Instructions for the task:
Count the lines in the entries below that contain the string "truck" and give only that number.

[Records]
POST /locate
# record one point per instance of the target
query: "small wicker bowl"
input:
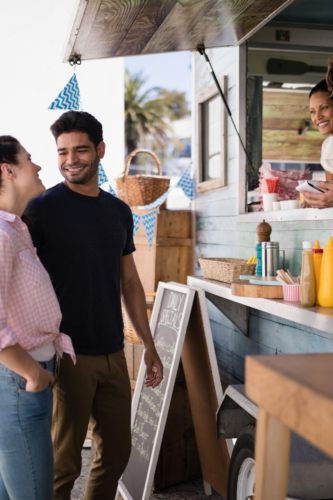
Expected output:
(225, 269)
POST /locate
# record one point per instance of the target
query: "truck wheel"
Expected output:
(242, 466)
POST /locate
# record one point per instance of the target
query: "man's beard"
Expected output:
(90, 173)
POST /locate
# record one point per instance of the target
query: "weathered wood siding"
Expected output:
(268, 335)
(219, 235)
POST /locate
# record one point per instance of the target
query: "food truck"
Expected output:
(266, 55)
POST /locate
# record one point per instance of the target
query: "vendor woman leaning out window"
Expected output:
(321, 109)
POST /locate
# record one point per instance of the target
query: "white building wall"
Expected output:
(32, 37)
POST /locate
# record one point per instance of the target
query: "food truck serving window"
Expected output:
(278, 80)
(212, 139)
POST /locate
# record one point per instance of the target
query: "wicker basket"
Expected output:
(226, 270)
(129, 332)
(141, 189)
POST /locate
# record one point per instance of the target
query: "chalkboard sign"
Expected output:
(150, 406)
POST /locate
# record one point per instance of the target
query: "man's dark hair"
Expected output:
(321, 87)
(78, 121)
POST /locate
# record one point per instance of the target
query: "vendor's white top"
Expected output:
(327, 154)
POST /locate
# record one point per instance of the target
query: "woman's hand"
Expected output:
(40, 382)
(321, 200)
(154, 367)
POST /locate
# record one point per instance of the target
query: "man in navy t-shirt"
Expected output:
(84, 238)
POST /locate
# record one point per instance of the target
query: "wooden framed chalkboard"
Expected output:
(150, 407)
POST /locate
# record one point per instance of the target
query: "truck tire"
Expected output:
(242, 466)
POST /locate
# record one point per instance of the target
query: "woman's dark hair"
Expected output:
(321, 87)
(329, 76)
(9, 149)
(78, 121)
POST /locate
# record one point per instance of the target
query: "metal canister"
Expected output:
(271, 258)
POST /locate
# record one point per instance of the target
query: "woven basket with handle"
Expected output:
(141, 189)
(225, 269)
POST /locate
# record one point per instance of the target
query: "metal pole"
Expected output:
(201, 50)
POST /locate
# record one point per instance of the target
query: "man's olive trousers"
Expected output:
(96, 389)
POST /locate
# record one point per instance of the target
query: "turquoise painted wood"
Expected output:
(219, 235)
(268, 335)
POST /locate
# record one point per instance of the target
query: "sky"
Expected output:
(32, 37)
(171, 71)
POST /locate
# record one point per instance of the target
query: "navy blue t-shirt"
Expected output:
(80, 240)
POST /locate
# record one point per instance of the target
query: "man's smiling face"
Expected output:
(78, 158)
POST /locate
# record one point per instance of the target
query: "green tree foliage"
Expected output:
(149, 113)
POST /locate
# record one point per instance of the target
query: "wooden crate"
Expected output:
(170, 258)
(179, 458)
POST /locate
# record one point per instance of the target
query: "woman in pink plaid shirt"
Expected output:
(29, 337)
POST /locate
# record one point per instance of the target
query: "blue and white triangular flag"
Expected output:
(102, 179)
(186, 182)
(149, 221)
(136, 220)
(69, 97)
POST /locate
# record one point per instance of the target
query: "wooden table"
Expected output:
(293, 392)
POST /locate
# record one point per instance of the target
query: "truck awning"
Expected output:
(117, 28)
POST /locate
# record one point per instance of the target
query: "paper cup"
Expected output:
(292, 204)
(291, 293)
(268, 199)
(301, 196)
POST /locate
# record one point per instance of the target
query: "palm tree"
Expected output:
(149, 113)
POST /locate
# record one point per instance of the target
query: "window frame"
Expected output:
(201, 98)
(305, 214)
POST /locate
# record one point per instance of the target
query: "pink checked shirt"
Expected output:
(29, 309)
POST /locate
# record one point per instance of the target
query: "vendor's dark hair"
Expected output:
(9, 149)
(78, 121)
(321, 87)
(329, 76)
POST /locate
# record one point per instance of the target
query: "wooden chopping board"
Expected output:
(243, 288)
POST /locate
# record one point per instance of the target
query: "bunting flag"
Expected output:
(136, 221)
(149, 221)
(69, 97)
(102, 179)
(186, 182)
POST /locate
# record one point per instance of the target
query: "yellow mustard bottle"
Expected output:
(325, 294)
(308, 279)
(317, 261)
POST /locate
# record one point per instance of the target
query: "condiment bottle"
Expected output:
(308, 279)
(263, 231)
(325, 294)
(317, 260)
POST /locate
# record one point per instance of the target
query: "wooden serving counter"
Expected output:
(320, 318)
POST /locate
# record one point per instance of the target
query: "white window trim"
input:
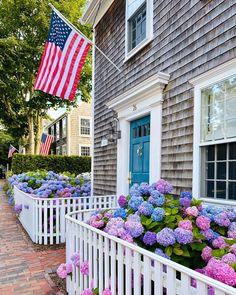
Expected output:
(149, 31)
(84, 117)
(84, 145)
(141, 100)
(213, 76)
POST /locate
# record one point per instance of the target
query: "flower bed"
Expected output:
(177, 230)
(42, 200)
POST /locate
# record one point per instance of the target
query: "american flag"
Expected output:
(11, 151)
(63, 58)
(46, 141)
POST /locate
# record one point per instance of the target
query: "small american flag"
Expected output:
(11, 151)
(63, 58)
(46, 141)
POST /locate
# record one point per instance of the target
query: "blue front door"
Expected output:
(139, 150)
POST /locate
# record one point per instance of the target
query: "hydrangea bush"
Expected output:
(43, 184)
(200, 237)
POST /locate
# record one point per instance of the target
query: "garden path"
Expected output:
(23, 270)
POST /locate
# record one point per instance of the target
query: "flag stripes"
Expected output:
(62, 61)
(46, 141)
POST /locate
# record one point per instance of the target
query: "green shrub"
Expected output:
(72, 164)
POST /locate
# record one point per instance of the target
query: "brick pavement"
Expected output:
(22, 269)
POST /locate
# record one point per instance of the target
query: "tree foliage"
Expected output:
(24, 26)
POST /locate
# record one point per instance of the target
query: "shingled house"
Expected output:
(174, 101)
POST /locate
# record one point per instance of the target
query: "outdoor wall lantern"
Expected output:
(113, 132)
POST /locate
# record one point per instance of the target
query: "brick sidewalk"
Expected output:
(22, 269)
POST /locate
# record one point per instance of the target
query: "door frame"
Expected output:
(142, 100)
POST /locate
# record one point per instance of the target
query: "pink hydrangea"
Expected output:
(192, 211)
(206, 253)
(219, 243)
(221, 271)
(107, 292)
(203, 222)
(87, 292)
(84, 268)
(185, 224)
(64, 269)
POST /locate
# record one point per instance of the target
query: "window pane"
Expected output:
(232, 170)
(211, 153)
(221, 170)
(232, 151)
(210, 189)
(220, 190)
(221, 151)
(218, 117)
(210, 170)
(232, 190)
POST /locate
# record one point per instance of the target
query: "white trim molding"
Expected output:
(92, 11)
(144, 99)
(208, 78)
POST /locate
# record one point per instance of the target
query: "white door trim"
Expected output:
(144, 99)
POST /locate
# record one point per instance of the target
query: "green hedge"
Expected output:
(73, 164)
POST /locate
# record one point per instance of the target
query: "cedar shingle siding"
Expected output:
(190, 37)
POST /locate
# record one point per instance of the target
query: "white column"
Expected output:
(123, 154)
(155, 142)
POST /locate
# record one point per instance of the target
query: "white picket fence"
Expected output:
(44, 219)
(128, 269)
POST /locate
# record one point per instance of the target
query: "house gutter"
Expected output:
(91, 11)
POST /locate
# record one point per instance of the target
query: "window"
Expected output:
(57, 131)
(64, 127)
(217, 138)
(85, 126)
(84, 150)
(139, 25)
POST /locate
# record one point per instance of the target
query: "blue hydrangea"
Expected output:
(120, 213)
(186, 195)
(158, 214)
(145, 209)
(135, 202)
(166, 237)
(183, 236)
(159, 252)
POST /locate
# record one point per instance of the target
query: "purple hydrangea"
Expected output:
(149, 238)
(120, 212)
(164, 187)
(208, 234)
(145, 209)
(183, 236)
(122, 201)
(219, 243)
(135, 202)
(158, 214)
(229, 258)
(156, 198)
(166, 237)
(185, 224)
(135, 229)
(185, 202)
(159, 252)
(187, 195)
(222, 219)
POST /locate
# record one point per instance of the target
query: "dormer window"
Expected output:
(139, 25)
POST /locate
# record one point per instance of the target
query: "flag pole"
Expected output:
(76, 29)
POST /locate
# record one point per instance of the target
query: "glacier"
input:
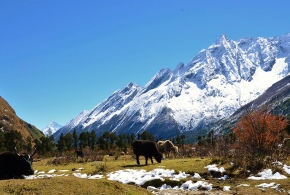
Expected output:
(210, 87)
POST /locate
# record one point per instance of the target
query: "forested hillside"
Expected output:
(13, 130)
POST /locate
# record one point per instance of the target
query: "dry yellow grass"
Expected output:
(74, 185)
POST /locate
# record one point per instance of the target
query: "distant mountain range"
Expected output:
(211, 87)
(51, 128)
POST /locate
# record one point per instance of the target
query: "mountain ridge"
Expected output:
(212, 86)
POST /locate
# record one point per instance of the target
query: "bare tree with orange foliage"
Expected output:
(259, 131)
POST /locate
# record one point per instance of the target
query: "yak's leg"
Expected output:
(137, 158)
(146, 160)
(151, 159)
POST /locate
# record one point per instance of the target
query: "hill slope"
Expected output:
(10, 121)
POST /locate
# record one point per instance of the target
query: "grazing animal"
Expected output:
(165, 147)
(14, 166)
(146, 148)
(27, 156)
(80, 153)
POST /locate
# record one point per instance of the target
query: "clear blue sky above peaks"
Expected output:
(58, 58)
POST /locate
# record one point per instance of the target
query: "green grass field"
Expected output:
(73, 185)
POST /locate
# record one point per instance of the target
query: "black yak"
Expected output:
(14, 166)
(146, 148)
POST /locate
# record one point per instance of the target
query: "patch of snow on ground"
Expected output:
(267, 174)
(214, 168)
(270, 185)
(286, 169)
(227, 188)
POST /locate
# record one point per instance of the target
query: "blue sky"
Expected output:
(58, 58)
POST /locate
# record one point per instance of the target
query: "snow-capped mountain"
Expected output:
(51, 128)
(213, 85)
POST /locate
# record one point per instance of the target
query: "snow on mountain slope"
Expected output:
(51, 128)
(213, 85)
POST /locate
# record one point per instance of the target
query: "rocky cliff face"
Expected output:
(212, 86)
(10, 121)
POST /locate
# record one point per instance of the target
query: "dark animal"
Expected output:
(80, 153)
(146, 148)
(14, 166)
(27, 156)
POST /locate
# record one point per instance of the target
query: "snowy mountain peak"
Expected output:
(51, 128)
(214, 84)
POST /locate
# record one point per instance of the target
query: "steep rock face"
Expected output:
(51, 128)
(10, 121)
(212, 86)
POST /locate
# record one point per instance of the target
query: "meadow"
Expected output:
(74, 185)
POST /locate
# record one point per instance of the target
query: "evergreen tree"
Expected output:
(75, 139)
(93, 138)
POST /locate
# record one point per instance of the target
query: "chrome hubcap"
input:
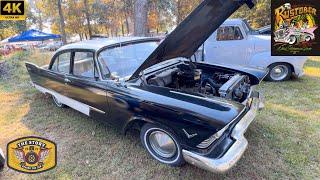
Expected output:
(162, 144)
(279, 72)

Answer to the problem:
5